▶ _Text excerpt_:
○ ○ ○ ○ ○ ○ ○

The Green Bond market is growing rapidly – in 2014, issuances were over US$35 billion, more than three times higher than the US$11 billion issued the year before. The 2014 amount has been surpassed in 2015 to-date, with almost US$40 billion in new green bond issuance.

The overall goal of the Green Bond market is to help mobilize private sector financing for sound climate- and environmentally-sustainable investments and help enhance transparency of environmental finance.

Today’s proposal aims to outline a harmonized framework for impact reporting on projects to which green bond proceeds have been allocated. This work, which summarizes the conclusions of an informal working group of eleven International Financial Institutions 1) , reflects requests by the investor community, and has been welcomed and encouraged in the 2015 update of the Green Bond Principles - voluntary process guidelines that recommend transparency and disclosure and promote integrity in the development of the Green Bond market.

The Green Bond Principles “acknowledge that there are currently no established standards for impact reporting on Green Projects, and welcome and encourage initiatives, including those by leading green bond issuers, that help establish a model for impact reporting that others can adopt and/or adapt to their needs. Until more harmonization is achieved, transparency is of particular value, including disclosure of methodologies and key underlying assumptions.”

The document outlines core principles and recommendations and proposes core indicators for two sectors - energy efficiency and renewable energy - as well as reference reporting templates, in order to provide issuers with a reference as they develop their own reporting.

This document does not, at this stage, cover impact reporting on projects outside the energy efficiency and renewable energy fields. However, the involved IFIs acknowledge the importance of harmonization also for such projects, and plan to develop additional suitable indicators for these other types of projects in the future.

 1) African Development Bank (AfDB), Agence Française de Développement (AFD), Asian Development Bank (ADB), European Bank for Reconstruction and Development (EBRD), European Investment Bank (EIB), Inter-American Development Bank (IDB), International Bank for Reconstruction and Development (IBRD), International Finance Corporation (IFC), Kreditanstalt für Wiederaufbau (KfW), Nederlandse Financierings-Maatschappij voor Ontwikkelingslanden (FMO), and Nordic Investment Bank (NIB).

○ ○ ○ ○ ○ ○ ○

▶ _Items_:
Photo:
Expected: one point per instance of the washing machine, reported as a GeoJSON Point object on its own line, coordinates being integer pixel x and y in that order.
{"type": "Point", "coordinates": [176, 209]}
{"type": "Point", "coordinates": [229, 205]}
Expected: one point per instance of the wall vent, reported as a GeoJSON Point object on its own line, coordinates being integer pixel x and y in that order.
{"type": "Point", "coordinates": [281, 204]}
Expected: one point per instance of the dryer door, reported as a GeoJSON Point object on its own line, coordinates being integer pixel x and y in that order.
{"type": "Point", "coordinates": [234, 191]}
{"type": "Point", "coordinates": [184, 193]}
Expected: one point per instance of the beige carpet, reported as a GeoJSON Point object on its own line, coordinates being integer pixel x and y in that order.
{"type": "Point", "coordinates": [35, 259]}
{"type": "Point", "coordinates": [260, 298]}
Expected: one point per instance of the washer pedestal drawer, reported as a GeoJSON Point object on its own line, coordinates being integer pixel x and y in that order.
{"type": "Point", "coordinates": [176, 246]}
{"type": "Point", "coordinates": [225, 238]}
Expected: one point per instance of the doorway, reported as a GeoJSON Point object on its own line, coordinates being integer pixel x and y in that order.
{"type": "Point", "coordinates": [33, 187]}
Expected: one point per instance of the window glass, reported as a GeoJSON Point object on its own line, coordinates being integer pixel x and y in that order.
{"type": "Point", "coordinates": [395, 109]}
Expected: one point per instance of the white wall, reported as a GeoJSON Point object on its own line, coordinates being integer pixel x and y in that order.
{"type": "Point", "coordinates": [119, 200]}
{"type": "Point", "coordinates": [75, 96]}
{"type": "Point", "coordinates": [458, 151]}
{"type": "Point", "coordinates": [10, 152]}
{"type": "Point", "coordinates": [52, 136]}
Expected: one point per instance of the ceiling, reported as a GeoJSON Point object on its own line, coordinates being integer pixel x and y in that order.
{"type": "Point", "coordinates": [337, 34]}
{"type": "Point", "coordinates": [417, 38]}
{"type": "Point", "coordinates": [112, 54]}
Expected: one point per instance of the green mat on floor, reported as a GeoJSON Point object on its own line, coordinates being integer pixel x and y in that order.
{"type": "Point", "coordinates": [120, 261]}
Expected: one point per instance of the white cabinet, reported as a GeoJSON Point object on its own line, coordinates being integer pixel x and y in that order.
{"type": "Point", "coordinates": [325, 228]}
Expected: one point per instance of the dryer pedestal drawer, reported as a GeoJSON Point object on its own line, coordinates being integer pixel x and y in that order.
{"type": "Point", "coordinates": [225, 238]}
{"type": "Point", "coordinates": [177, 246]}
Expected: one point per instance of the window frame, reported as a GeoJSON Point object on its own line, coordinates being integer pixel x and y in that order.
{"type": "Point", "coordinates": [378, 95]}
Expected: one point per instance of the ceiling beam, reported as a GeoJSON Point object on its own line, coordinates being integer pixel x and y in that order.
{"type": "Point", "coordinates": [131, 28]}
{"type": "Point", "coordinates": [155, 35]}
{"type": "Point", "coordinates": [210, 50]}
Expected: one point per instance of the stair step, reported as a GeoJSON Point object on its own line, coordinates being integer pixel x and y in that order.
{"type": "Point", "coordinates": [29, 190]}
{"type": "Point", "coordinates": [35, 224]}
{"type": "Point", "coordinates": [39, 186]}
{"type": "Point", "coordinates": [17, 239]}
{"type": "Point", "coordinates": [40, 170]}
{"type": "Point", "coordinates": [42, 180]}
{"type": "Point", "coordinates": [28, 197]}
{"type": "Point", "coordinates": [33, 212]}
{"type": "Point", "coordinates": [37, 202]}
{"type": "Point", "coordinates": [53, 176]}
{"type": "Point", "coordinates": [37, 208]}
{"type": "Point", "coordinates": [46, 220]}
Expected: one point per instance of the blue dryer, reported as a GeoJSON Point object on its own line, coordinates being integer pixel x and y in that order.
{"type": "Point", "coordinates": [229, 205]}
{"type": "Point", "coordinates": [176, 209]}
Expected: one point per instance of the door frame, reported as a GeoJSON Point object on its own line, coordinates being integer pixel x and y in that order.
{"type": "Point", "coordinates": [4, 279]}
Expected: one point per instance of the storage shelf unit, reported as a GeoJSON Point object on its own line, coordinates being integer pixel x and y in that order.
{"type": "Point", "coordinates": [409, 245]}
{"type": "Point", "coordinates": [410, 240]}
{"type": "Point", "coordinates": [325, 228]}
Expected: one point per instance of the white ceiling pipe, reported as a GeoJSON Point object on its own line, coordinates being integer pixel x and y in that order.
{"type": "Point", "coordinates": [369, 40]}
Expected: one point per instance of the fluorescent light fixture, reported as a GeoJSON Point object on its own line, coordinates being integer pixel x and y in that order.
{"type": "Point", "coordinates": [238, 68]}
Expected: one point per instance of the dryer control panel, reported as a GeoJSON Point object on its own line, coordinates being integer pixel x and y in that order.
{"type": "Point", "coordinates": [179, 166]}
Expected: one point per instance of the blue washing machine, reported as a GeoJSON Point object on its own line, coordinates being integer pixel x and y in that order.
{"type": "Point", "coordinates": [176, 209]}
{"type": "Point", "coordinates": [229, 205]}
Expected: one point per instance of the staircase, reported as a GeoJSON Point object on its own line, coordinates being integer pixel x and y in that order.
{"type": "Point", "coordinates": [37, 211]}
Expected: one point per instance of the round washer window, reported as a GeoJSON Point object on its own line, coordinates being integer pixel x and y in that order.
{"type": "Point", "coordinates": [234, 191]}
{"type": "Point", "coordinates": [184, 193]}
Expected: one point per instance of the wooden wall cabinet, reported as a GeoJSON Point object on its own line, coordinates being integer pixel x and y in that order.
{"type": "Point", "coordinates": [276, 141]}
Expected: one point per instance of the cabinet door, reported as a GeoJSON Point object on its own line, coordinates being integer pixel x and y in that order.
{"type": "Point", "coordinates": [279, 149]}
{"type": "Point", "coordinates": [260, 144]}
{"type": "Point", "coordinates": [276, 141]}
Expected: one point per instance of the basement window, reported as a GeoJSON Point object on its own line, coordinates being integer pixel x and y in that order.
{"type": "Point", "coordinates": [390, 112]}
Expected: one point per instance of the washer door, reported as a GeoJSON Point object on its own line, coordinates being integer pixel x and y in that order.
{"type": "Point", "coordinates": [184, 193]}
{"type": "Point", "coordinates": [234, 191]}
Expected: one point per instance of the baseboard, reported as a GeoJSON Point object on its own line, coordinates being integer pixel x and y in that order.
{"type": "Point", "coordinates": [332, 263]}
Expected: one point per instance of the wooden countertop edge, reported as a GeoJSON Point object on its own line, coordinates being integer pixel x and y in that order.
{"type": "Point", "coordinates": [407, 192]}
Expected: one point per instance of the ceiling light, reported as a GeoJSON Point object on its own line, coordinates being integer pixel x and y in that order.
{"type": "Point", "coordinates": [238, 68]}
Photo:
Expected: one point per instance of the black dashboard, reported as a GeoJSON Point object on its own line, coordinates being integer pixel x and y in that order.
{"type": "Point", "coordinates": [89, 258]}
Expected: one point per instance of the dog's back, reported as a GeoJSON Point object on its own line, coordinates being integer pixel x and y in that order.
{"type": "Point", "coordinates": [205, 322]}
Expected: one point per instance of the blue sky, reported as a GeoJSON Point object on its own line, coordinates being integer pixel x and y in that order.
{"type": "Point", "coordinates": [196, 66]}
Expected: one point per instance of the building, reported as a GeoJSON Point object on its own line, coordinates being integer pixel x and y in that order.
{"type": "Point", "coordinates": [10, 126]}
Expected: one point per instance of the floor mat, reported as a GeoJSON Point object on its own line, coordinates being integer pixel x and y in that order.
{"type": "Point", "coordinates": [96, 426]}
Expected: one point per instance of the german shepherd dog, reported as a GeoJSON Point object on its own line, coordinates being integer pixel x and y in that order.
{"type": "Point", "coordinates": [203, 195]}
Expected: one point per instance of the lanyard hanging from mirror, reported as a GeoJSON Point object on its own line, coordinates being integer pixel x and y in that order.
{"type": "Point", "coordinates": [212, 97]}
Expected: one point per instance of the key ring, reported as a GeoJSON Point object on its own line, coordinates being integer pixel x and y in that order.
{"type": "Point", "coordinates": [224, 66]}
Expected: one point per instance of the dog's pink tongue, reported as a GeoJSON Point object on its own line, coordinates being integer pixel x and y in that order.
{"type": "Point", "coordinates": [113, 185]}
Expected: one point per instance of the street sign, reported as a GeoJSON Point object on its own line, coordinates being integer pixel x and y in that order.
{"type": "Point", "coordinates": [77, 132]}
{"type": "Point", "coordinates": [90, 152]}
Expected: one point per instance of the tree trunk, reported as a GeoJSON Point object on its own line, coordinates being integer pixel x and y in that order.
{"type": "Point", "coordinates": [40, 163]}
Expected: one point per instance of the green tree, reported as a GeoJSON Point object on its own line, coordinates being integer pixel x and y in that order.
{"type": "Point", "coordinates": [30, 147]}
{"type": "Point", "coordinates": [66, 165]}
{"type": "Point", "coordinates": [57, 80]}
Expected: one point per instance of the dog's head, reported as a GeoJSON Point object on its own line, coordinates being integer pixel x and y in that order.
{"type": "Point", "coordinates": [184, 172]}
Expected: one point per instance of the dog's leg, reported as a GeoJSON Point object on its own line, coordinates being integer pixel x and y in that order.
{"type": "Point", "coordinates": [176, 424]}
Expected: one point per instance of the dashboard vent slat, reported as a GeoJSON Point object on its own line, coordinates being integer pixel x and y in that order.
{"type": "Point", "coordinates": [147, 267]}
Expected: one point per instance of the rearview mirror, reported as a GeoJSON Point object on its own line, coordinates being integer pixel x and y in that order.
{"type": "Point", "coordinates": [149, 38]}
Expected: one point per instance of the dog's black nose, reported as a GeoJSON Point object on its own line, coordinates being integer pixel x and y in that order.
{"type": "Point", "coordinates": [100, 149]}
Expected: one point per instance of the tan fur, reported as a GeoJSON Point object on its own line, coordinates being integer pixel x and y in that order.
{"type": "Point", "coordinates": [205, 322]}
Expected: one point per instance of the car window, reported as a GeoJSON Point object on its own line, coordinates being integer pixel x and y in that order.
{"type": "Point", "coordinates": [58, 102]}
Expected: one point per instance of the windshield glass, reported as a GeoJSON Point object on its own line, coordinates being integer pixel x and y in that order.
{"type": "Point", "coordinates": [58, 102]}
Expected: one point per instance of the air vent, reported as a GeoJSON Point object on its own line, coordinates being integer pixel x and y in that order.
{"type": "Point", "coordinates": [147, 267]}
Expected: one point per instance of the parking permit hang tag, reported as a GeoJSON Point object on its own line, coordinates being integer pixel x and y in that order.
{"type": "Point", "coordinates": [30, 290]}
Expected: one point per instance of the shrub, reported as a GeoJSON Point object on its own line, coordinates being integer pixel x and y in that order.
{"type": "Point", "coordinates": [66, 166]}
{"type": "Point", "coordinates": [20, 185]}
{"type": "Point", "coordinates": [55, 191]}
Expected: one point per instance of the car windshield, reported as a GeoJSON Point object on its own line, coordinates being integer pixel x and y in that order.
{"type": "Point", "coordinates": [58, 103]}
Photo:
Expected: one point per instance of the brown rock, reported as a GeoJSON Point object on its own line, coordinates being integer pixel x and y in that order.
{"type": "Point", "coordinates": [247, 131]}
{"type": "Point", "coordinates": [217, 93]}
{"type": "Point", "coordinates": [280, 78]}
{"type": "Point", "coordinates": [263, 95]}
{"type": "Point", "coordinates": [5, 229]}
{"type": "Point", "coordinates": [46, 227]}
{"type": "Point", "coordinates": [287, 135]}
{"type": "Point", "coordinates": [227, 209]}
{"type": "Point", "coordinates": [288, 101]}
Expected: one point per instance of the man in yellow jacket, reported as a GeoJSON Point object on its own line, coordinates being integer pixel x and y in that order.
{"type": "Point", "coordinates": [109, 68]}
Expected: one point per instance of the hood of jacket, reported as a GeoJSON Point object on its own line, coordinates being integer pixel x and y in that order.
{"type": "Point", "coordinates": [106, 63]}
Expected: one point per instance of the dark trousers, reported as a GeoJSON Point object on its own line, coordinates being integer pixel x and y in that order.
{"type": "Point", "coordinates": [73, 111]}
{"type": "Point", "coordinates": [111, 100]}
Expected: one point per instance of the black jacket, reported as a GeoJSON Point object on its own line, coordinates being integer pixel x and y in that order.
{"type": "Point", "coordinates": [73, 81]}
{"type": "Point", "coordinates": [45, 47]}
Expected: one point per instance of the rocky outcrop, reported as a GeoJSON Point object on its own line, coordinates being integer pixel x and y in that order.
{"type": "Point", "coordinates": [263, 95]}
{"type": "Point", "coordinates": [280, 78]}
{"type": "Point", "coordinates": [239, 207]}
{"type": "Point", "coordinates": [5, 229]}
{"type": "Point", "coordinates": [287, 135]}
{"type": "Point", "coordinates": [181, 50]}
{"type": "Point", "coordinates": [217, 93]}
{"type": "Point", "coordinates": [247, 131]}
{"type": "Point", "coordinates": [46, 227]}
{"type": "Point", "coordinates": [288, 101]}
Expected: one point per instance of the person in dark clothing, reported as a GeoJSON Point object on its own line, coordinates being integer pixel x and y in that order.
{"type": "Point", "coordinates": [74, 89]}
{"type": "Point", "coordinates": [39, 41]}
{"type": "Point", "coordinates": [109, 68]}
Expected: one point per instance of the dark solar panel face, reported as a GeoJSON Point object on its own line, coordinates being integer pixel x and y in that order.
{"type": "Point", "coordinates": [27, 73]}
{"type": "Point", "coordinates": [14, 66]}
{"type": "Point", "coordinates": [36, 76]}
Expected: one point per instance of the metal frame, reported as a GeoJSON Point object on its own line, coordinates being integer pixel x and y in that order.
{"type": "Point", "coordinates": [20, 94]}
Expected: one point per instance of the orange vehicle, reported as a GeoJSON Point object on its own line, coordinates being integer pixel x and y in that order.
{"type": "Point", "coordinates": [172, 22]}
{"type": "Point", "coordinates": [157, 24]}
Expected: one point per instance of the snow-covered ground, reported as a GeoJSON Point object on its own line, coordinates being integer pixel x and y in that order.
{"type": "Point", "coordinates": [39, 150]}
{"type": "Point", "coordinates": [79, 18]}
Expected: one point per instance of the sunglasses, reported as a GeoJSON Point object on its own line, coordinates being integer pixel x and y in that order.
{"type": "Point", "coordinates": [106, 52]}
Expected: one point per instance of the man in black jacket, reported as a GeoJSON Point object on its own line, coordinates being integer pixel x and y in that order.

○ ○ ○ ○ ○ ○ ○

Give every dollar amount stated in the green bond text above, along with the period each one refers to.

▶ _Task result_:
- Over US$35 billion: green bond issuances in 2014
- US$11 billion: issued the year before 2014
- Almost US$40 billion: new green bond issuance in 2015 to date